* [Short exercise] Please output every one of the entries below verbatim, with each line kept unchanged.

* [Data in this exercise]
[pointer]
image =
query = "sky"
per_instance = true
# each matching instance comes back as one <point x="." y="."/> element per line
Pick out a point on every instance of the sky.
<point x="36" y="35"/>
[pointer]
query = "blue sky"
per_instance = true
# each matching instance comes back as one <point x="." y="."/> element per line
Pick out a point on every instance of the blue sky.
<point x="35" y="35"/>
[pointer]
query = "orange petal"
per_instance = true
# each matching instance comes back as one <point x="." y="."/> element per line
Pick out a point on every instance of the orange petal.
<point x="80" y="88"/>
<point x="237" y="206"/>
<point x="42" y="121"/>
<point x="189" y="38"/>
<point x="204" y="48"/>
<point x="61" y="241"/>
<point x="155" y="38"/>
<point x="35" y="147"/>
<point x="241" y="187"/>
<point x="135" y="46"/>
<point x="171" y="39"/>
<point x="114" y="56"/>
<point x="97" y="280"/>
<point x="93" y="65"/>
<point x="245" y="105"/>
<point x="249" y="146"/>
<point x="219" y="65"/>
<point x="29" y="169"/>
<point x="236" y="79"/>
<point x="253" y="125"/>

* [Worked solution]
[pointer]
image =
query = "sky"
per_instance = true
# each matching instance comes back as one <point x="." y="."/> element per line
Pick out a point on every instance of the sky.
<point x="36" y="35"/>
[pointer]
query = "blue sky"
per_instance = true
# each matching instance comes back as one <point x="." y="."/> element per line
Pick out a point on every instance of the blue sky.
<point x="35" y="35"/>
[pointer]
query = "orange petal"
per_instance = true
# each matching instance comes back as one <point x="." y="."/> element per line
Pick out a point on every instance of the orange petal.
<point x="80" y="88"/>
<point x="237" y="206"/>
<point x="42" y="121"/>
<point x="189" y="38"/>
<point x="204" y="48"/>
<point x="61" y="241"/>
<point x="155" y="38"/>
<point x="35" y="147"/>
<point x="241" y="187"/>
<point x="135" y="46"/>
<point x="171" y="39"/>
<point x="114" y="56"/>
<point x="97" y="280"/>
<point x="93" y="65"/>
<point x="245" y="105"/>
<point x="249" y="146"/>
<point x="219" y="65"/>
<point x="29" y="169"/>
<point x="236" y="79"/>
<point x="253" y="125"/>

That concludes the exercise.